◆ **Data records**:
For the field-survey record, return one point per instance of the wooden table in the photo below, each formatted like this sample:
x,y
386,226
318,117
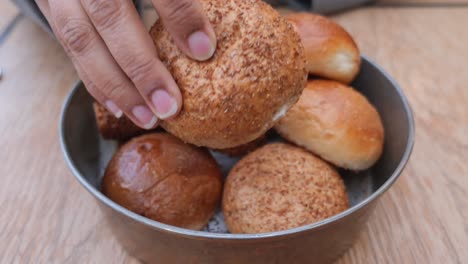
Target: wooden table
x,y
47,217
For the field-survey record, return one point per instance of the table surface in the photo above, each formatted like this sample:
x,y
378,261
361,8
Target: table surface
x,y
47,217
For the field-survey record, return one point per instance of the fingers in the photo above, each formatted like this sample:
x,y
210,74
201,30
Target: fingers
x,y
118,24
189,27
44,7
103,77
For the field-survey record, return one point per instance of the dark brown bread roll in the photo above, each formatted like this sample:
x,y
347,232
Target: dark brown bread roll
x,y
160,177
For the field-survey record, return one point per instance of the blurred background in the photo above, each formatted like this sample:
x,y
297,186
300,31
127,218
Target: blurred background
x,y
46,218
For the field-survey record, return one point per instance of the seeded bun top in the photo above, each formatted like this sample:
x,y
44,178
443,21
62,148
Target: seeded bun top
x,y
256,74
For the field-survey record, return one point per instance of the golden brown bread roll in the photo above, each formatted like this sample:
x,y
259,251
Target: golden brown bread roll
x,y
111,127
160,177
337,123
330,51
279,187
244,149
256,74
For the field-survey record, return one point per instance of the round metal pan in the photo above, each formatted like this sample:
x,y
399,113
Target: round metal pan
x,y
87,155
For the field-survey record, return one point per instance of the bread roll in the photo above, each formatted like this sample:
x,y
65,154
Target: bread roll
x,y
160,177
279,187
330,51
256,74
337,123
111,127
244,149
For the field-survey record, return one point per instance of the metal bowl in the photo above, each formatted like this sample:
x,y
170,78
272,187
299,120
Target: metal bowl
x,y
87,155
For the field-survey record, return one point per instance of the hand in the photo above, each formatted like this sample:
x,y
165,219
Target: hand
x,y
116,58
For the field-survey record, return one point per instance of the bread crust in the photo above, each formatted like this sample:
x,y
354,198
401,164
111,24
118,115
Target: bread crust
x,y
337,123
330,50
257,71
160,177
279,187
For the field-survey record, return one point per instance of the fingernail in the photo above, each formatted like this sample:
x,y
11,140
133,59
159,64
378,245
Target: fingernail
x,y
113,108
145,116
164,104
201,46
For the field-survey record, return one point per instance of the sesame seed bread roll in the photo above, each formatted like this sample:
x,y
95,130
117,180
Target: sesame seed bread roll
x,y
279,187
256,74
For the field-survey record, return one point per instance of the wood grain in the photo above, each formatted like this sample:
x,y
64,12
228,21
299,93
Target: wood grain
x,y
47,217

◆ **AIM**:
Print the entries above exactly, taking out only the pictures.

◆ **EXERCISE ANSWER**:
For the field-survey record, return one point per instance of the wooden table in the photo below, each formatted like this sample:
x,y
386,226
318,117
Target: wooden table
x,y
47,217
For the field-survey record, return one point per instance of the table surface in the photo above, each formatted like this sample:
x,y
378,261
361,8
Target: table surface
x,y
47,217
For the field-survey record, return one point per instance of the fingers in the photo above, each formatted like this sample:
x,y
210,74
201,30
Target: fingers
x,y
118,24
189,27
44,7
103,77
For the field-survey record, return one point per instance of the dark brown bread roll in the photo above, each formatted like this sample:
x,y
347,232
Target: dark brown bread roll
x,y
160,177
For the field-survey record, return one point per instance of the blurred background in the photo above, each formatted like this sample:
x,y
297,186
300,31
127,218
Target: blurred background
x,y
46,218
For the field-survey record, return one point per instance of the seeded bun top in the photo above, each formatted like this sample:
x,y
44,178
443,21
62,148
Target: seeded bun top
x,y
256,74
For the field-survey record, return one point per instance of the golden brown bread roll in the photo above, each formatted like this sample:
x,y
259,251
Target: golden brown bread roll
x,y
111,127
160,177
337,123
330,51
279,187
244,149
256,74
For the field-survey record, return one point per instance of the round metal pan in the photo above, each formatted like this sample:
x,y
399,113
Target: round metal pan
x,y
87,155
For the field-survey record, return one point per instance of the bread roll in the photo above, each formatted like this sample:
x,y
65,154
Target: bread roll
x,y
160,177
279,187
330,51
256,74
337,123
111,127
244,149
For the field-survey record, return one point per instance of the metal bowl in the photo above, each formatted like this sample:
x,y
170,78
272,187
299,120
Target: metal bowl
x,y
87,155
For the field-survey record, return one point per instance of the hand in the photo above, each formatted like this sample:
x,y
165,219
Target: hand
x,y
116,58
For the field-survey record, return one point per instance of the bread crust in the photo above, each formatted like this sample:
x,y
354,198
401,164
111,24
118,115
Target: bread crust
x,y
337,123
330,50
257,71
160,177
279,187
For the field-survey record, return one point per instance of the fingernail in the photo above, each formatted like this sample:
x,y
11,140
133,59
159,64
378,245
Target: fingernail
x,y
113,108
145,116
164,104
201,46
For the field-survey record, return one point per instance of the sesame seed bread roll in the photo above, each formatted like this sample:
x,y
95,130
117,180
Target: sesame seed bread roll
x,y
279,187
256,74
For the field-survey record, return one point per instance of the wood grain in the photo above, each formatted like this sample:
x,y
64,12
228,21
299,93
Target: wood grain
x,y
47,217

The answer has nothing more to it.